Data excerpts
──────
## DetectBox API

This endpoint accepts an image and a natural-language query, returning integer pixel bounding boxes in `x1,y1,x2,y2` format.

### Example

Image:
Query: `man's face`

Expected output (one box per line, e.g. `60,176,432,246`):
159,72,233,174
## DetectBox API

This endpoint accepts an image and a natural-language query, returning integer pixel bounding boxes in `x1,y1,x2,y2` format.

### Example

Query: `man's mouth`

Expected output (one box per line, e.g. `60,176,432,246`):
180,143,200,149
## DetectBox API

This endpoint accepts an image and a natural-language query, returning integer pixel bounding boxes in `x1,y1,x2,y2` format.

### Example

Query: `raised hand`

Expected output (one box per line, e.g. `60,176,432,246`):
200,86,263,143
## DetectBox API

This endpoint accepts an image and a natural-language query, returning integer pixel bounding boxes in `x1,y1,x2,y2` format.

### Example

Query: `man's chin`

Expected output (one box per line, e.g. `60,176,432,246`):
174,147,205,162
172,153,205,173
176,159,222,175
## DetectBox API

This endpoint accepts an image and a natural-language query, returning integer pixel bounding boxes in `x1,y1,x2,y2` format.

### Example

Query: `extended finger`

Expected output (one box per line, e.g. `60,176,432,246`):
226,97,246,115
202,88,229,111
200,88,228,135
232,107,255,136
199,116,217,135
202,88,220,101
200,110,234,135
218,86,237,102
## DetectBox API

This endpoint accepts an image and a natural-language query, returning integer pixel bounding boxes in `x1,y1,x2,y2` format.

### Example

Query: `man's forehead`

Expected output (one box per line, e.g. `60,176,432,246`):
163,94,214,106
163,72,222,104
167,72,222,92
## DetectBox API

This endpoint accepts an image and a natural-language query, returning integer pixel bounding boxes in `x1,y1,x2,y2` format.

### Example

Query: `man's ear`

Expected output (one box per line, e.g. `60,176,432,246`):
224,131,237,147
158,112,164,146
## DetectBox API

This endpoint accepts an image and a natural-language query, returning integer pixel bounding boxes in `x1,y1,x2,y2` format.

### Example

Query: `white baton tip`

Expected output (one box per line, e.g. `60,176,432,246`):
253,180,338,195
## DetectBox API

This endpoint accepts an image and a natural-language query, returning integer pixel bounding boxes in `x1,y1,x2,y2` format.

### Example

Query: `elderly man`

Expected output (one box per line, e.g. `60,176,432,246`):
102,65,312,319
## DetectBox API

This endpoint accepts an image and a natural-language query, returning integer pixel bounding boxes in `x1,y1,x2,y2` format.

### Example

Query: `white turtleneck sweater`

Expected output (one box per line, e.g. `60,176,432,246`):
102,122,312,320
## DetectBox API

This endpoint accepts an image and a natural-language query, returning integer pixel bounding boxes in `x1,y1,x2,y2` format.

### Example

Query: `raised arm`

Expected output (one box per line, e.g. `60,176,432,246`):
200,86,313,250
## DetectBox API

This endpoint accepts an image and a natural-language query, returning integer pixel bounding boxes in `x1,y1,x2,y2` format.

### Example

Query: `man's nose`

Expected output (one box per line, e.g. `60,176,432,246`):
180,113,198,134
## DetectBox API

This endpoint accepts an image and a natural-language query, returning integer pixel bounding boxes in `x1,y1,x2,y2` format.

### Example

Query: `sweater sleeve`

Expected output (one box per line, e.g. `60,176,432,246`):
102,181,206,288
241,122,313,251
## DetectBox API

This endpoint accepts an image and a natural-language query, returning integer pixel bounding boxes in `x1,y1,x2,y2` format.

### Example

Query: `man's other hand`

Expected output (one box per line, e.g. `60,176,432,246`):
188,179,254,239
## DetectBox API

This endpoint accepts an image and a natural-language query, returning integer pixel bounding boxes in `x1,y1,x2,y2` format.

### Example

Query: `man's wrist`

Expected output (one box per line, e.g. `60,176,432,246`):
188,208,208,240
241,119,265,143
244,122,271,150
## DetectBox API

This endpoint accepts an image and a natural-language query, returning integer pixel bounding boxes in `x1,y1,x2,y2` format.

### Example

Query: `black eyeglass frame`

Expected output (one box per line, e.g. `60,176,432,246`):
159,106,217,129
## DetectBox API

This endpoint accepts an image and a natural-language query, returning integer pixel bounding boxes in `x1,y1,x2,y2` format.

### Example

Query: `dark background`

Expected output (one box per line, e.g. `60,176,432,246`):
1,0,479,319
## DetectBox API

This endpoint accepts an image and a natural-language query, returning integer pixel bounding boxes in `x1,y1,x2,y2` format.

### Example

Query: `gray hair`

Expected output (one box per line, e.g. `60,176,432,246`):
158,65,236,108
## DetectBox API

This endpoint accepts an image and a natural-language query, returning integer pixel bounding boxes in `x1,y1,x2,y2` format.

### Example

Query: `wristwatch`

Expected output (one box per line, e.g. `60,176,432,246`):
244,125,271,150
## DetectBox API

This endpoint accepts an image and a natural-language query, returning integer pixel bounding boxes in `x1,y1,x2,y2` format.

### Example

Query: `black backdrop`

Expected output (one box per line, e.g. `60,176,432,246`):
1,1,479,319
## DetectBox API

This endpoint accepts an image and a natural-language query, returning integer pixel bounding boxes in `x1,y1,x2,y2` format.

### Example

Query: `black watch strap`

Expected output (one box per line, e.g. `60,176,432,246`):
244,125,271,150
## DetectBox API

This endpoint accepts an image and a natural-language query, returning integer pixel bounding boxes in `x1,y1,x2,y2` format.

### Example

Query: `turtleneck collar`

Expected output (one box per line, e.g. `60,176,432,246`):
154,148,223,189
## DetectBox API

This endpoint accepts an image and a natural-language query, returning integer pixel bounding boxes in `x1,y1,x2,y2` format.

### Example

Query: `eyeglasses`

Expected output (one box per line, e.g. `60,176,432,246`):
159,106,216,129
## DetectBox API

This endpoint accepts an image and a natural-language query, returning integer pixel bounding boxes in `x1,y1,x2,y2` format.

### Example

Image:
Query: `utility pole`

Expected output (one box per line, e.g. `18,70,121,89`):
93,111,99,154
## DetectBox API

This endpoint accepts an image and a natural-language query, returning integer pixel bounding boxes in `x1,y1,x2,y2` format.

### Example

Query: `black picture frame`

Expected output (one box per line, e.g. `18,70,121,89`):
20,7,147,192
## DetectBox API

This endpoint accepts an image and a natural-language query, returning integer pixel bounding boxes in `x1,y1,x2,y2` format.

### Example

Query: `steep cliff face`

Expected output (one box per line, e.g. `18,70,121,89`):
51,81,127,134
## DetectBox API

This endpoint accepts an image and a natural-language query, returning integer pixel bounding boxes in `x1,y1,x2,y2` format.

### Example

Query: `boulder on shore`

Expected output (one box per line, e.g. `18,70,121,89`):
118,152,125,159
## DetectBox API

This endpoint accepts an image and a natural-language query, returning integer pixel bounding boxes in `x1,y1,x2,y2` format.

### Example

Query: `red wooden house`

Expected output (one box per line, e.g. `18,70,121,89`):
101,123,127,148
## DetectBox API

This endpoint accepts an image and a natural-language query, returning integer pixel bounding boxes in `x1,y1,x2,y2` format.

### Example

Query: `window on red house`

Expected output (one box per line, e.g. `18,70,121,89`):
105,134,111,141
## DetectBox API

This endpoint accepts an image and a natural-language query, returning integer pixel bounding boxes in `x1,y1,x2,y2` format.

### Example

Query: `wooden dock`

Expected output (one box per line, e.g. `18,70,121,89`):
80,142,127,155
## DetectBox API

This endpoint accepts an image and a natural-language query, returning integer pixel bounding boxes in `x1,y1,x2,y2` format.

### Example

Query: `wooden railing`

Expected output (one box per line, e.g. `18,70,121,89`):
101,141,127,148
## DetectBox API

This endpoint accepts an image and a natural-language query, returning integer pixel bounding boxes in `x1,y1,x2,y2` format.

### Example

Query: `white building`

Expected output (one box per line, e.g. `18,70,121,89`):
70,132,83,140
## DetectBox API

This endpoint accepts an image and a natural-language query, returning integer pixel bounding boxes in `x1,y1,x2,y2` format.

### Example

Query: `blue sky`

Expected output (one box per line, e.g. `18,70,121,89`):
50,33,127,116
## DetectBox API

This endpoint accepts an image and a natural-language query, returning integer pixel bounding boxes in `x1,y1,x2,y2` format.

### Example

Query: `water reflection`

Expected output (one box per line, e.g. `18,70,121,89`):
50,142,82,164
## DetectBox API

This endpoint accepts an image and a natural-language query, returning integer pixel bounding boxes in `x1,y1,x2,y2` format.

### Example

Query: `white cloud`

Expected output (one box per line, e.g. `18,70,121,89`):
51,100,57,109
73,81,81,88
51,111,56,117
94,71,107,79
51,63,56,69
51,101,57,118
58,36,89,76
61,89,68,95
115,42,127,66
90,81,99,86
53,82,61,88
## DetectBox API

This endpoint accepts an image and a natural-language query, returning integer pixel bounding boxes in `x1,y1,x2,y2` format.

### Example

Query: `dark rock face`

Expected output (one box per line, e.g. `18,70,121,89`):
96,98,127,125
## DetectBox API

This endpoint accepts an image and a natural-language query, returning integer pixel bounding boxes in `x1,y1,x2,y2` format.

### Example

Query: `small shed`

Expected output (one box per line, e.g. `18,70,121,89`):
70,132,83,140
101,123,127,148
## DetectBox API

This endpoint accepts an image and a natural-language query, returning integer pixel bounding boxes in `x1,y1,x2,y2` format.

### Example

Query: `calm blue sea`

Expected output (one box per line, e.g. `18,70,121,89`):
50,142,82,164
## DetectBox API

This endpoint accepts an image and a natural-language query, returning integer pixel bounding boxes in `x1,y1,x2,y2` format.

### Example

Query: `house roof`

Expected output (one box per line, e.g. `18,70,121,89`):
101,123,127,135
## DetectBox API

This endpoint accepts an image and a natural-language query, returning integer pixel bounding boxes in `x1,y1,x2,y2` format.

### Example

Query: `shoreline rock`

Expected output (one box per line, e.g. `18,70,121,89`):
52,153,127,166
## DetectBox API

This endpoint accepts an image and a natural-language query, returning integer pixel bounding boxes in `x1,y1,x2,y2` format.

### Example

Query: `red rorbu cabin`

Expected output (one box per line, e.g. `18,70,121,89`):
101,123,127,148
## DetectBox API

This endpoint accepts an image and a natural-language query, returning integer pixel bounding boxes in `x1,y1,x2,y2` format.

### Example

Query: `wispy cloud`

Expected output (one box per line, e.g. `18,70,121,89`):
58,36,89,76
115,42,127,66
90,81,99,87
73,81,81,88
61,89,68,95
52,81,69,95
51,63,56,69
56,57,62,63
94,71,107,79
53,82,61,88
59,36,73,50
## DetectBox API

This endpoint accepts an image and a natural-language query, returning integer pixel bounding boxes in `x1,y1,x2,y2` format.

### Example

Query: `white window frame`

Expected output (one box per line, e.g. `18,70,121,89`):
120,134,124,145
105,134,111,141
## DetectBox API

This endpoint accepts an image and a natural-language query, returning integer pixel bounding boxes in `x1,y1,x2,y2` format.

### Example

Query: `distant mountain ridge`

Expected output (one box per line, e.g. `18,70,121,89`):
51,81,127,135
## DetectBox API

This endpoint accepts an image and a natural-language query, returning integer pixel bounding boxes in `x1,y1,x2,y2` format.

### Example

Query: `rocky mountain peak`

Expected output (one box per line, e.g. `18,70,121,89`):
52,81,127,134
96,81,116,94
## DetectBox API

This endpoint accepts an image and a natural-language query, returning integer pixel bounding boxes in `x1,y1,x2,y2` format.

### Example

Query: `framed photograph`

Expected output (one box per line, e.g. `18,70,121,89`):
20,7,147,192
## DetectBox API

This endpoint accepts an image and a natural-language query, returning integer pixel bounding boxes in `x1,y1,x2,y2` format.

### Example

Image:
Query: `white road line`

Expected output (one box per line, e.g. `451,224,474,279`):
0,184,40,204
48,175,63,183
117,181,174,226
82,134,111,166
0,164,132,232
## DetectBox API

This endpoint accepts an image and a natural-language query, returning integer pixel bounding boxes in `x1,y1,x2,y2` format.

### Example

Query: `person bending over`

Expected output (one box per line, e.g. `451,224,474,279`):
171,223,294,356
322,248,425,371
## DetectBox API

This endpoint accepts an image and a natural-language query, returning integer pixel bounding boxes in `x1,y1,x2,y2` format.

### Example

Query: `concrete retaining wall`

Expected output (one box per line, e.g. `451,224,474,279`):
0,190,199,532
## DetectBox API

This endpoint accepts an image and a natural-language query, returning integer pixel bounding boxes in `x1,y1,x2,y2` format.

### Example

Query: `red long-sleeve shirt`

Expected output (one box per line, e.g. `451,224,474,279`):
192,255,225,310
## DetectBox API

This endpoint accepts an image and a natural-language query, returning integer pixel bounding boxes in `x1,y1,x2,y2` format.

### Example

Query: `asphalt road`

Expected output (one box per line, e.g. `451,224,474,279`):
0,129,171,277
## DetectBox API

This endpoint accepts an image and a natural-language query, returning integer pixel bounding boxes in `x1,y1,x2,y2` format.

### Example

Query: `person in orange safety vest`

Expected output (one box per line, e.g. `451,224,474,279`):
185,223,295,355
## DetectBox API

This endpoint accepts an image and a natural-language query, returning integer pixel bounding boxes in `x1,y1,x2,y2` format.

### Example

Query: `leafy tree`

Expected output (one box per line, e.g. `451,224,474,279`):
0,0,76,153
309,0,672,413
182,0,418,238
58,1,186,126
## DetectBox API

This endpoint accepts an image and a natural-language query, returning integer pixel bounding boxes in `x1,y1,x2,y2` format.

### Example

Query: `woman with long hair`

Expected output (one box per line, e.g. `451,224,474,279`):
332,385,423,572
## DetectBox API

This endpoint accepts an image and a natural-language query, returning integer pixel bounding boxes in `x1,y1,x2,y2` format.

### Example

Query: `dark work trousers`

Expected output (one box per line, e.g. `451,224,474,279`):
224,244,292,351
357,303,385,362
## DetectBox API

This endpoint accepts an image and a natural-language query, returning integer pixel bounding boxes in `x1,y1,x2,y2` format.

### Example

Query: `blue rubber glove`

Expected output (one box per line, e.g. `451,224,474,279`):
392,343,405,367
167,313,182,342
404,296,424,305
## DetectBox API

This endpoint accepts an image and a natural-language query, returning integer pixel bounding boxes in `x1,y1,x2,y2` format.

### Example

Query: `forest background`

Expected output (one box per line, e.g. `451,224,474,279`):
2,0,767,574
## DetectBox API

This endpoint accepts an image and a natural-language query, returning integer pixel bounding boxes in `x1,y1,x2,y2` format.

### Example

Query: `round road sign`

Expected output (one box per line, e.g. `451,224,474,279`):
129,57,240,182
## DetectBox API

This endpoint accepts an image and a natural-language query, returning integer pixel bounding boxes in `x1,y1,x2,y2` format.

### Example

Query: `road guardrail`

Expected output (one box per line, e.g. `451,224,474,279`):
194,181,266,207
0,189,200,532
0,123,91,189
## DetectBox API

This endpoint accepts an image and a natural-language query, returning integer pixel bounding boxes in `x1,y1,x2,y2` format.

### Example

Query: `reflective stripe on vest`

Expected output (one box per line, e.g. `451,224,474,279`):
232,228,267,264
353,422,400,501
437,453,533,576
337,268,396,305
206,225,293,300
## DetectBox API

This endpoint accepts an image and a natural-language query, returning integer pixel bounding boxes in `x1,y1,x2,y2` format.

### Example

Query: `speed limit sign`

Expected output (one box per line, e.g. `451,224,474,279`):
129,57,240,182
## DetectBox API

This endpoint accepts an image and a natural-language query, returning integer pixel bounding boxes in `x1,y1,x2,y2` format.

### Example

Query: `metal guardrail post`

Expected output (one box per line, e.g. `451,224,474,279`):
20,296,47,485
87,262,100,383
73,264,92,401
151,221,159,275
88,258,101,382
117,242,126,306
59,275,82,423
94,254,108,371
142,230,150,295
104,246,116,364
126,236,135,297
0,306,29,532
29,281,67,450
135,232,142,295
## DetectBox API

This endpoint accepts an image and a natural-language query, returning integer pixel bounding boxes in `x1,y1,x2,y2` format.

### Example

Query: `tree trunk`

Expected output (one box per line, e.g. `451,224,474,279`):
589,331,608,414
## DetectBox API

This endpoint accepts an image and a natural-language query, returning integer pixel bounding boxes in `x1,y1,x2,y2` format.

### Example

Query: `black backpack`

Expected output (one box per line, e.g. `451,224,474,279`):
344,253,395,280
──────
Task prompt
Which lines hold the word "wooden"? Copy each of them from the records.

Solution below
Query: `red wooden house`
Query: `wooden dock`
Query: `wooden railing`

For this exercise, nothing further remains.